_GIVEN PASSAGE_
Revenue growth was driven by the larger Consumer division, Business also saw a small rise. Wireless service revenue was the standout across both segments, Consumer Wireless benefited from higher prices along with 41,000 new customers.

Verizon's operating income fell 5% to $7.2bn in the quarter, as increased costs more than offset the higher revenue.

2022 ended with free cash flow of $14.1bn, down from $19.3bn the same time last year. Verizon's headline debt measure, net unsecured debt, decreased by $1.3bn to $128.0bn over the quarter.

2023 guidance is now looking for total wireless service revenue growth of between 2.5% and 4.5% and underlying cash profits of between $47bn and $48.5bn.

Earlier this month board declared a quarterly dividend of $0.6525 per share.

The shares were unmoved in pre-market trading.

View the latest Verizon share price and how to deal

Our view

Verizon is one of the world's largest telecommunications groups. Operations are focused on the US, but there's a wide UK shareholder base, after it bought Vodafone out of a joint venture with a shares-plus cash deal in 2014.

Consumer is by far the larger of its two primary segments. It provides mobile and landline services directly to individuals and via wholesalers as well as selling devices like smartphones and laptops. The Business segment provides similar services to companies and government organisations.

More broadband connections, and increasing demand for smartphones, have historically provided a favourable backdrop to the group. Equipment sales are strong, which bodes well for the future. Servicing is where the real money's at - once the group's paid for its infrastructure each new client drops straight through to profit. Whilst service revenue was broadly flat over 2022, it saw a 3.3% uptick in the final quarter.

The hope is that strong mobile sales, up 17.5% for the year, will now translate into more service customers later.

The roll-out of 5G should act as another catalyst. Relatively speaking it's in its infancy, which means there's scope to grab market share. Verizon's putting a lot of eggs in this basket, we think this is the right move.

However, it's no one way ticket.

Traditional landline operations are in decline, and wireless data is a notoriously competitive market. It's hard to offer something meaningfully unique, so telecoms groups often end up competing mainly on price, which is rarely a good thing for profit margins. Encouragingly we have seen a strong bounceback in net phone additions over 2022. The same can be said for broadband.

What's more, Verizon's net debt jumped substantially recently. That relates to the spending listed as "wireless licences." Simply put, governments licence out chunks of the electromagnetic spectrum to telecoms groups to run their networks on, and they charge a pretty penny. Debt is slowly coming down, but market forecasts suggest management is prioritising dividends.

And that's on top of the everyday maintenance of its sprawling asset base. Capital expenditure was $23.1bn over the year as another few billion goes toward the 5G rollout.

_DATA PROVIDED_
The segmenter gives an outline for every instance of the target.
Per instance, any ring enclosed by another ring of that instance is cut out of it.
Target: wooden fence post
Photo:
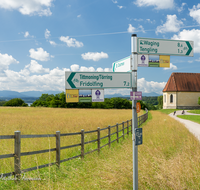
[[[116,131],[117,131],[117,142],[119,143],[119,125],[116,124]]]
[[[15,168],[15,177],[17,180],[20,180],[21,174],[21,132],[15,131],[15,157],[14,157],[14,168]]]
[[[108,126],[108,144],[109,144],[109,148],[110,148],[110,142],[111,142],[111,139],[110,139],[110,125]]]
[[[56,131],[56,164],[60,167],[60,131]]]
[[[84,158],[84,129],[81,130],[81,158],[83,159]]]
[[[101,136],[100,136],[100,127],[97,128],[97,143],[98,143],[98,153],[100,153],[100,145],[101,145]]]
[[[129,135],[129,122],[127,120],[127,135]]]
[[[123,133],[123,139],[124,139],[124,121],[122,122],[122,133]]]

_REQUIREMENT A_
List every percentage figure that appears in the Verizon passage.
_REQUIREMENT B_
Decide whether each statement agrees with the Verizon passage. Answer yes or no for each, and quote the deciding words.
(i) Verizon's operating income rose in the quarter.
(ii) Verizon bought Vodafone out of a joint venture in 2014.
(iii) Capital expenditure for the year was $23.1bn.
_REQUIREMENT C_
Reproduce the Verizon passage word for word, from "Revenue growth was" down to "in pre-market trading.".

_CORRECT RESPONSE A_
5%
2.5%
4.5%
3.3%
17.5%

_CORRECT RESPONSE B_
(i) No: "Verizon's operating income fell 5% to $7.2bn in the quarter"
(ii) Yes: "after it bought Vodafone out of a joint venture with a shares-plus cash deal in 2014"
(iii) Yes: "Capital expenditure was $23.1bn over the year"

_CORRECT RESPONSE C_
Revenue growth was driven by the larger Consumer division, Business also saw a small rise. Wireless service revenue was the standout across both segments, Consumer Wireless benefited from higher prices along with 41,000 new customers.

Verizon's operating income fell 5% to $7.2bn in the quarter, as increased costs more than offset the higher revenue.

2022 ended with free cash flow of $14.1bn, down from $19.3bn the same time last year. Verizon's headline debt measure, net unsecured debt, decreased by $1.3bn to $128.0bn over the quarter.

2023 guidance is now looking for total wireless service revenue growth of between 2.5% and 4.5% and underlying cash profits of between $47bn and $48.5bn.

Earlier this month board declared a quarterly dividend of $0.6525 per share.

The shares were unmoved in pre-market trading.